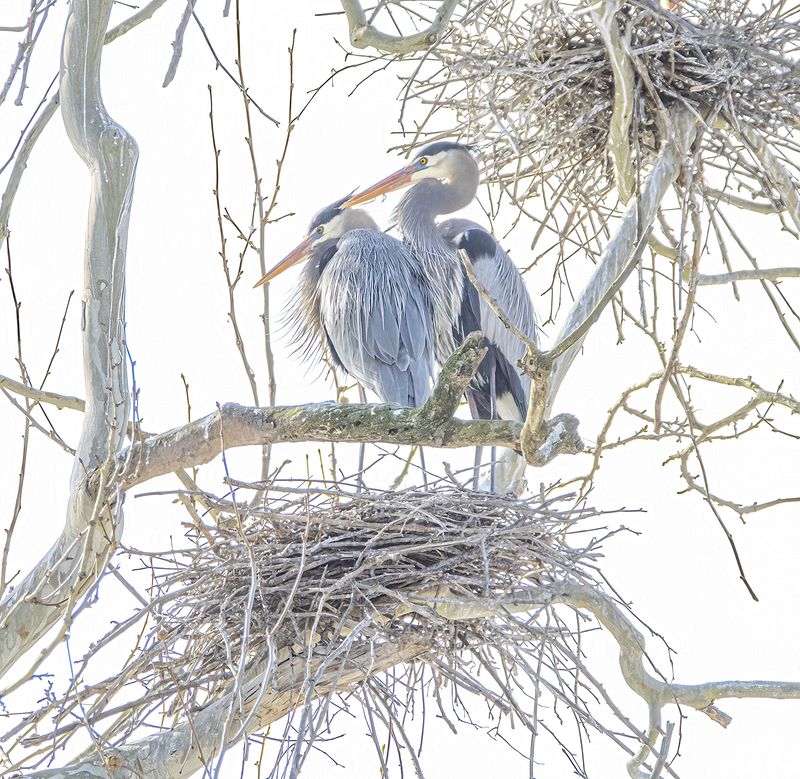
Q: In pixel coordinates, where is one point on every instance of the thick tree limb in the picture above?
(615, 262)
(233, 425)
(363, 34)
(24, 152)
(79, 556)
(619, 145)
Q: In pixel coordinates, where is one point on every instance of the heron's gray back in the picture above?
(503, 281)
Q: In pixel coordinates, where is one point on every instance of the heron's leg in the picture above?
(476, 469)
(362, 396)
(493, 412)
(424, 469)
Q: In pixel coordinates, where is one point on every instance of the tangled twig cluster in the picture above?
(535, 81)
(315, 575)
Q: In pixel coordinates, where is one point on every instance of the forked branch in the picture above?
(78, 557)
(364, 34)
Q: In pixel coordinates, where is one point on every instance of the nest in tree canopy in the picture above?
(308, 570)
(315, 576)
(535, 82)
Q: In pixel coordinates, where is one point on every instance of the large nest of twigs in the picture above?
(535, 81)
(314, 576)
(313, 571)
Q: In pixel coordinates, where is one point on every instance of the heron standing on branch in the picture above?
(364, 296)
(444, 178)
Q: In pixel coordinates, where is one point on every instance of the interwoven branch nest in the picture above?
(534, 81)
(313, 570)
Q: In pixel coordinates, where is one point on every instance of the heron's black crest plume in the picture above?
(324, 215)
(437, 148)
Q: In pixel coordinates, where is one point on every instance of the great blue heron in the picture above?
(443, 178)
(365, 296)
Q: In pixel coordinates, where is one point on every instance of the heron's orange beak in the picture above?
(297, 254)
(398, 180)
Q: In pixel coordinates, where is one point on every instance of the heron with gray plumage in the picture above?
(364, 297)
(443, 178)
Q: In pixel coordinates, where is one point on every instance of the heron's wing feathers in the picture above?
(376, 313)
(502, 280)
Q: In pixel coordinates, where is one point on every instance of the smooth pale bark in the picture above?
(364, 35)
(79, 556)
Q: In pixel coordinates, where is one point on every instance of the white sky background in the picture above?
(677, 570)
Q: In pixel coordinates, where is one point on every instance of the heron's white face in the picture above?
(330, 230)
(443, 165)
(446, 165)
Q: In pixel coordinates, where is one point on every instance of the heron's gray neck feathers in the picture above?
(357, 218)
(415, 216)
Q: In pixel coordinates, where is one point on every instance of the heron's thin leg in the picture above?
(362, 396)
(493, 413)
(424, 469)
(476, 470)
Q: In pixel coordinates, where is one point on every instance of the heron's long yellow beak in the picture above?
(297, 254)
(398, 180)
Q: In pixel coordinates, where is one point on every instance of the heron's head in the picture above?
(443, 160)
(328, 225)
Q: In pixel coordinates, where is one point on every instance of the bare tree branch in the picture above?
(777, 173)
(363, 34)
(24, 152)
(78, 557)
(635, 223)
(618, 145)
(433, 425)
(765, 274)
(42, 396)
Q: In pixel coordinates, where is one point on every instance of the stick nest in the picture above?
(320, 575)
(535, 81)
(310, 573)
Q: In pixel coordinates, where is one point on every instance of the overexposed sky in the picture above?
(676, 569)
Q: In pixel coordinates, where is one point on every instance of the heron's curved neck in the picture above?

#####

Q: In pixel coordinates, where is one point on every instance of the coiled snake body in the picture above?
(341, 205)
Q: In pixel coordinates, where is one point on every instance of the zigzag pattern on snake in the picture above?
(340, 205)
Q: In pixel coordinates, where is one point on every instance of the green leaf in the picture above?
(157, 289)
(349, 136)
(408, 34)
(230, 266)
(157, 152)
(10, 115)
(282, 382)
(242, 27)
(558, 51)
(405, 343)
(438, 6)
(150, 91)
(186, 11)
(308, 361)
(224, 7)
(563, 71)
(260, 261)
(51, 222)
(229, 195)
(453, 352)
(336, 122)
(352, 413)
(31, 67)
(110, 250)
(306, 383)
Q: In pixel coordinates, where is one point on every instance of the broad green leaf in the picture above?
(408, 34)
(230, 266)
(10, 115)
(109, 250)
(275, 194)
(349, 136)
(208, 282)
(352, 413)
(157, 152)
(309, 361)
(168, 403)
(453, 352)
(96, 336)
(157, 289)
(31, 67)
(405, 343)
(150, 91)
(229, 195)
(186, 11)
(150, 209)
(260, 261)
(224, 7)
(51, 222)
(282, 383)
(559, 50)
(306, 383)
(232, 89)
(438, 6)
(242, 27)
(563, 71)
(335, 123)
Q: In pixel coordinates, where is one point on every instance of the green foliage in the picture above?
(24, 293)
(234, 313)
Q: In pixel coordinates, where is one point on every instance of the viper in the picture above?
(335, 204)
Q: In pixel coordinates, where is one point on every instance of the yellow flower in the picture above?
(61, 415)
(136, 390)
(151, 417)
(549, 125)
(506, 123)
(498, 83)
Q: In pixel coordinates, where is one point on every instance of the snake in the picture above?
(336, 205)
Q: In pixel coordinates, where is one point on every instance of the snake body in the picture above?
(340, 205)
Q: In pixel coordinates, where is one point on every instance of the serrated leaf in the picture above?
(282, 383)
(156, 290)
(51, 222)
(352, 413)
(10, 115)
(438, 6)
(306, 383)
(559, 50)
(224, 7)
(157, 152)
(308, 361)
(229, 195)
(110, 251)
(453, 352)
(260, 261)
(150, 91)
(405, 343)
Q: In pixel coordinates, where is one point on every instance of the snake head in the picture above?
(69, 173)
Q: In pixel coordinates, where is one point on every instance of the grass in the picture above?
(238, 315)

#####

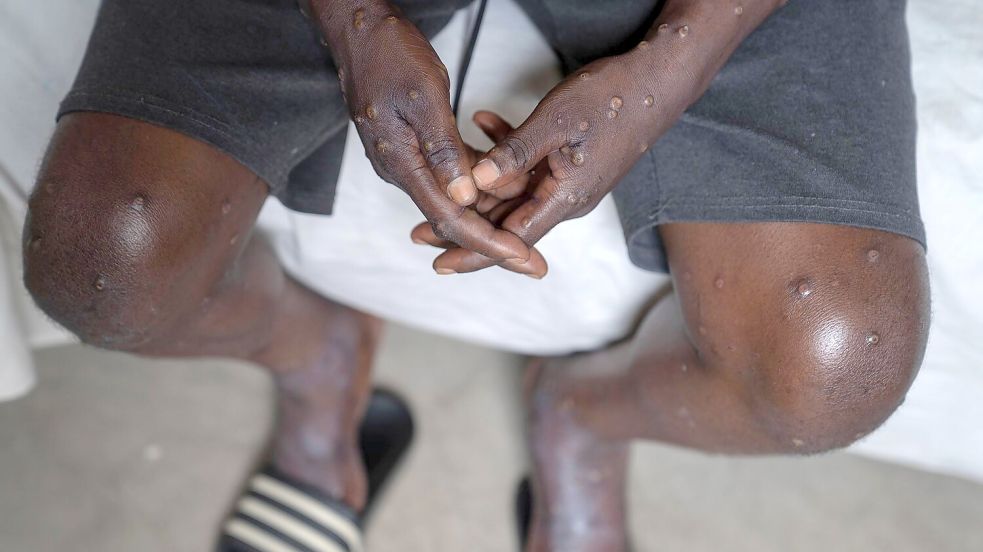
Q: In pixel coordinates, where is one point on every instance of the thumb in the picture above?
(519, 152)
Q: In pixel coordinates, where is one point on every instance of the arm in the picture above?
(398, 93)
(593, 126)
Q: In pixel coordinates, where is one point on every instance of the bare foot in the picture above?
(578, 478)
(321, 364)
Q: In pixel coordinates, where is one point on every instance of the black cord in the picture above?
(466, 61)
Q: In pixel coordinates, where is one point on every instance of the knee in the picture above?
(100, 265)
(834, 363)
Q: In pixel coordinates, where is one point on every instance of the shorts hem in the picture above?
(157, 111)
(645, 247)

#####

**Your objective**: Using the records above, copy word for word the line with "thin leg in the picture above?", the line with "neck in the picture above?", and every line between them.

**Task response**:
Q: In pixel coordinates, where is one point on every instance of the heron's thin leg in the picture above?
(362, 396)
(493, 413)
(424, 469)
(476, 470)
Q: In pixel coordinates, where is one point on every instance of the heron's long yellow beak in the picture above?
(297, 254)
(398, 180)
Q: In pixel coordinates, where is one point on every instance of the heron's head in the picture above?
(443, 160)
(328, 225)
Q: In pixel coordinates, where is one point on every instance of the bare tree branch in the picture above?
(777, 173)
(363, 34)
(24, 152)
(78, 557)
(635, 223)
(618, 145)
(433, 425)
(765, 274)
(42, 396)
Q: In pixel coordinates, where is one point on every instance of the stick nest in the picture above?
(320, 575)
(535, 81)
(310, 573)
Q: In pixel coordinates, where is one point on every instance of the overexposed sky in the picture above?
(676, 569)
Q: In pixel coordinates, where is one point on every instance of the heron's curved neck in the picture above?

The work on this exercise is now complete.